:: EXERCISE REQUIREMENTS ::
Can you transcribe every entry word for word, skipping the images?

(Part of a data file)

* begin *

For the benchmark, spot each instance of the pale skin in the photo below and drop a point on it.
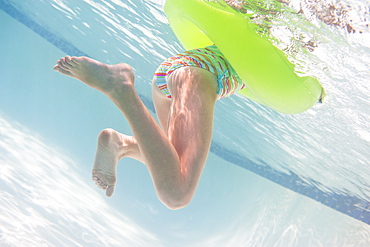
(176, 149)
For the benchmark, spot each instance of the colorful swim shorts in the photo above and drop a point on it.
(209, 58)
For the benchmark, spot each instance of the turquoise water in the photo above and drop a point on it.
(270, 180)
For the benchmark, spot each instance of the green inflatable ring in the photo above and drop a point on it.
(267, 73)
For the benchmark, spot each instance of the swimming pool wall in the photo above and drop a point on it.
(349, 205)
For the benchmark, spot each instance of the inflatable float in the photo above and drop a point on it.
(268, 75)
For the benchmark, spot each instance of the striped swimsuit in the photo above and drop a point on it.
(209, 58)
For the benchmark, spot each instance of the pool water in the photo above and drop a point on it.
(270, 180)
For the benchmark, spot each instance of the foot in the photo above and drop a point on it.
(103, 77)
(112, 146)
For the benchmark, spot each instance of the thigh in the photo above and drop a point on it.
(162, 106)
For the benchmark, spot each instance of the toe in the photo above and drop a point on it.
(63, 65)
(69, 61)
(62, 70)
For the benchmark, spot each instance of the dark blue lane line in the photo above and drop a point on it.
(349, 205)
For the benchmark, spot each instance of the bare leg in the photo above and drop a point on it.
(112, 146)
(176, 156)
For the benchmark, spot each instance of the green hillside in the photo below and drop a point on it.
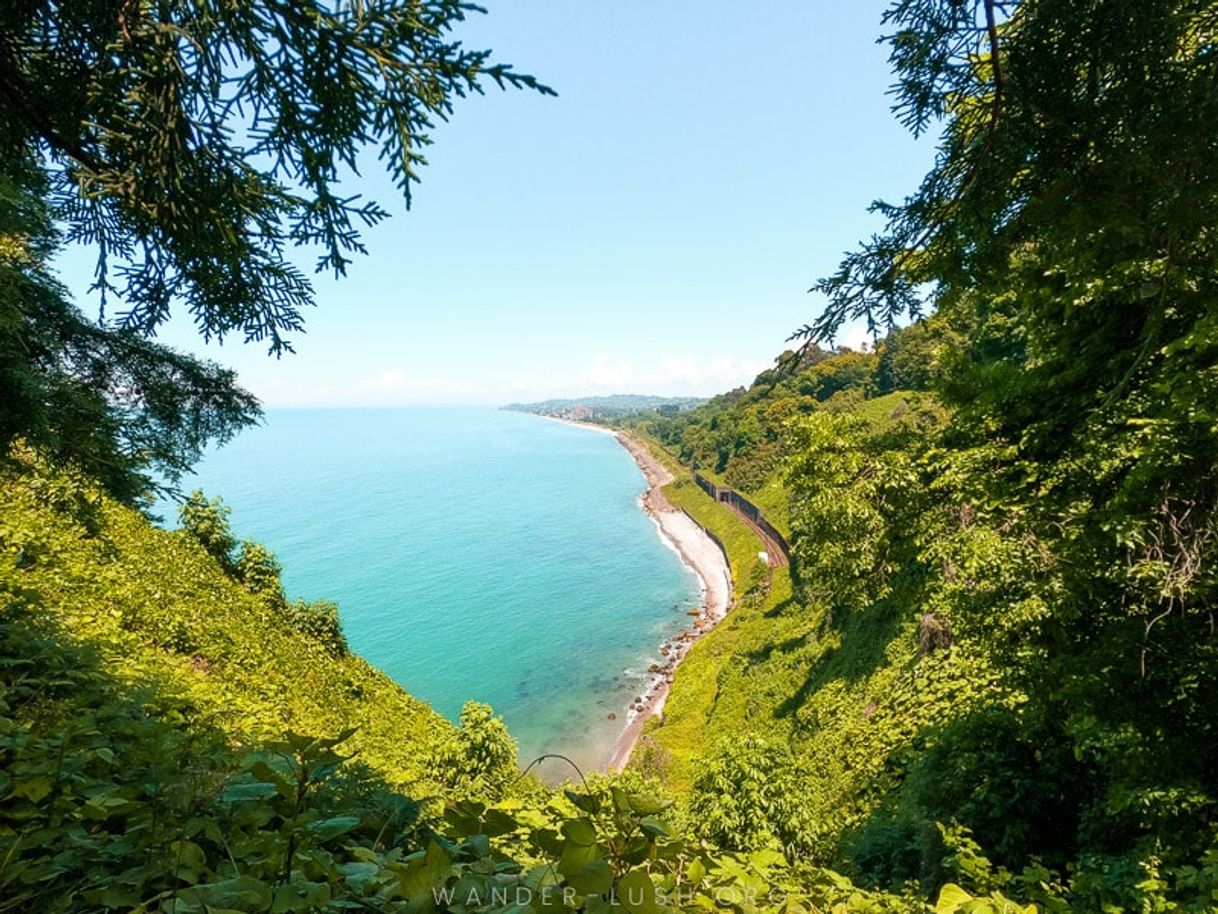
(883, 708)
(163, 618)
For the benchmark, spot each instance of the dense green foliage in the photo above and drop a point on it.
(152, 757)
(898, 686)
(993, 663)
(1004, 614)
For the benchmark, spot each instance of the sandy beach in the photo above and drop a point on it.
(700, 553)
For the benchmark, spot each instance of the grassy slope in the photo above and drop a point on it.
(671, 751)
(848, 695)
(165, 619)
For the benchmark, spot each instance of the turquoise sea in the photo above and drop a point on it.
(474, 553)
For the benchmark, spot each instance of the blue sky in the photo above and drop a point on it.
(652, 229)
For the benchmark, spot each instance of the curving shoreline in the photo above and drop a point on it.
(700, 555)
(704, 557)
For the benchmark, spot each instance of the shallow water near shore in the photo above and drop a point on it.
(474, 555)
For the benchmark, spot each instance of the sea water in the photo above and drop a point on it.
(474, 555)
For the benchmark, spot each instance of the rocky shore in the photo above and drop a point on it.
(700, 553)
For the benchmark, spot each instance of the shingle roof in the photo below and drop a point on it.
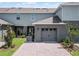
(70, 3)
(47, 21)
(27, 10)
(2, 22)
(44, 21)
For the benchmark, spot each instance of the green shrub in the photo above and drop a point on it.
(68, 43)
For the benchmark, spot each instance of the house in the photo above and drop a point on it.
(43, 24)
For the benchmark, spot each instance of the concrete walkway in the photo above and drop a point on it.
(41, 49)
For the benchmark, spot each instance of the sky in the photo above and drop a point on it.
(29, 4)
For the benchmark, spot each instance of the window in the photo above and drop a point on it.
(42, 29)
(50, 29)
(54, 29)
(18, 18)
(46, 29)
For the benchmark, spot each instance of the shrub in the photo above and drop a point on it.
(9, 36)
(68, 43)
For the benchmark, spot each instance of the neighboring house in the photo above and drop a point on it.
(43, 24)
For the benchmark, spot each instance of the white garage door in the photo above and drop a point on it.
(48, 34)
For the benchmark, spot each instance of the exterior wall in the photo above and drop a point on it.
(59, 13)
(26, 19)
(61, 32)
(70, 13)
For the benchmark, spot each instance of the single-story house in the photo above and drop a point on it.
(43, 24)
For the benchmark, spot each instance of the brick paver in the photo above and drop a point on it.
(41, 49)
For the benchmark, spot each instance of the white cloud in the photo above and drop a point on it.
(30, 2)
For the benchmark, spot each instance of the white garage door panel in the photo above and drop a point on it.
(48, 35)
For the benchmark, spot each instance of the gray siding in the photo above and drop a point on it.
(70, 13)
(61, 32)
(59, 13)
(26, 19)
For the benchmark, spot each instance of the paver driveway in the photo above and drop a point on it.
(41, 49)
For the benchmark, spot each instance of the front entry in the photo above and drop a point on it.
(30, 31)
(48, 34)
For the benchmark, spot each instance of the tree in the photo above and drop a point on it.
(9, 36)
(73, 31)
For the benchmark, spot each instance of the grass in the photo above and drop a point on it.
(8, 52)
(75, 53)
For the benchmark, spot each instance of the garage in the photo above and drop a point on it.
(48, 34)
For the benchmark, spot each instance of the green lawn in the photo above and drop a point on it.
(75, 53)
(8, 52)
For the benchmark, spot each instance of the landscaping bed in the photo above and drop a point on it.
(73, 51)
(9, 51)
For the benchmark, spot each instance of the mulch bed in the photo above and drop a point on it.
(71, 49)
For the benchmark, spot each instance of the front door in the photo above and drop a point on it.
(30, 31)
(48, 34)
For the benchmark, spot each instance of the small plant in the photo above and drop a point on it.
(8, 37)
(68, 43)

* end *

:: RESULT OF THE EXERCISE ::
For the benchmark, spot each instance of the pale skin in the photo below and drop a point on it.
(176, 149)
For the benchmark, spot each instance of the colorful swim shorts in the photo above and drop a point on it.
(209, 58)
For the benchmark, spot each instance of the turquoise water in the photo above and drop a point on it.
(270, 180)
For the benchmark, spot each instance of the green inflatable ring in the photo above and drop a point on it.
(267, 73)
For the benchmark, spot each instance of the swimming pool wall in the photo above and drop a point on it.
(349, 205)
For the benchmark, spot each instance of the inflatable float in the photo above and drop a point on it.
(268, 75)
For the benchmark, spot each instance of the striped swimsuit in the photo above and drop a point on it.
(209, 58)
For the benchmark, spot each instance of the pool water in the photo above and drop a point on it.
(270, 180)
For the benchmark, spot each instance of the foot in the photo above and drop a point on it.
(103, 77)
(112, 146)
For the benchmark, spot each instance of the thigh in the photo above and drop a point on it.
(162, 106)
For the benchmark, spot each instance of the toe in the photo above and drop a point on it.
(63, 65)
(69, 61)
(62, 70)
For the benchmark, spot each instance of the dark blue lane line in the photo above and drop a point on it.
(349, 205)
For the benchmark, spot each instance of the bare leg in the photo above and drop a point on it.
(112, 146)
(176, 156)
For the benchmark, spot each instance of the green hillside in the photo below and drop a point on it.
(883, 708)
(163, 618)
For the benchmark, spot each instance of the dense green foliage in the photo above and drop a point on it.
(152, 757)
(898, 686)
(993, 663)
(1004, 614)
For the benchmark, spot each instance of the sandy beach in the photo above and drop a point on it.
(700, 553)
For the benchmark, spot each instance of the grassy slope in the photo above and drop a point on it.
(671, 751)
(848, 695)
(165, 619)
For the benchmark, spot each instance of the turquoise sea in the photo above and drop a point on it.
(474, 553)
For the benchmark, spot each instance of the blue sky in the photo above and drop a point on it.
(652, 229)
For the benchmark, spot each instance of the curving shoreline in the photo above and drop a point on it.
(700, 555)
(704, 557)
For the benchmark, spot each instance of the shallow water near shore in the photo above and drop a point on it.
(474, 555)
For the benchmark, spot each instance of the sea water in the photo above and drop a point on it.
(474, 555)
For the benchmark, spot each instance of the rocky shore in the photo above and drop a point on it.
(700, 553)
For the benchmark, spot each instance of the shingle roof in the photo below and drop a point on it.
(70, 3)
(47, 21)
(27, 10)
(2, 22)
(44, 21)
For the benchmark, spot each instance of the green shrub in the photo above and drop a point on it.
(68, 43)
For the benchmark, spot each instance of the house in the photo above and drop a point on it.
(43, 24)
For the benchmark, spot each instance of the concrete walkway in the photo above and drop a point on it.
(41, 49)
For the benchmark, spot each instance of the sky in the photo above and drop a point on it.
(29, 4)
For the benchmark, spot each instance of the window in the photo above and drop a point on it.
(42, 29)
(50, 29)
(54, 29)
(18, 18)
(46, 29)
For the benchmark, spot each instance of the shrub in the photo above and drop a point on it.
(9, 36)
(68, 43)
For the benchmark, spot each instance of the neighboring house in the photo above and drop a point on it.
(43, 24)
For the benchmark, spot each instance of the white garage door in the photo above and drop a point on it.
(48, 34)
For the benchmark, spot each instance of the exterior wall in the photo above and drop a point on it.
(59, 13)
(26, 19)
(61, 32)
(70, 13)
For the benchmark, spot each instance of the single-story house in the photo above and drop a point on it.
(43, 24)
For the benchmark, spot each instance of the brick paver in the photo above and drop a point on it.
(41, 49)
For the benchmark, spot each instance of the white cloud in the photo above and drop a point on it.
(30, 2)
For the benchmark, spot each instance of the white garage door panel in the photo above and drop a point on it.
(48, 35)
For the benchmark, spot each instance of the gray siding in the photo above and drop a point on it.
(70, 13)
(61, 32)
(59, 13)
(26, 19)
For the benchmark, spot each instance of the paver driveway in the photo above and drop a point on it.
(41, 49)
For the benchmark, spot each instance of the front entry in the photo above and drop a point on it.
(30, 31)
(48, 34)
For the benchmark, spot each instance of the tree in the photo above and drop a point on it.
(9, 36)
(73, 31)
For the benchmark, spot each instance of the grass in the photo above and drop a point on it.
(8, 52)
(75, 53)
For the benchmark, spot each instance of the garage in the photo above and drop a point on it.
(48, 34)
For the benchmark, spot each instance of the green lawn in the photo above and drop a point on it.
(75, 53)
(8, 52)
For the benchmark, spot each instance of the landscaping bed in the photo above and drop a point on it.
(73, 51)
(9, 51)
For the benchmark, spot each instance of the mulch bed in the photo above and drop a point on it.
(71, 49)
For the benchmark, spot each instance of the front door in the photo above and drop a point on it.
(30, 31)
(48, 34)
For the benchmark, spot each instance of the small plant in the photo above and drop a point on it.
(8, 37)
(68, 43)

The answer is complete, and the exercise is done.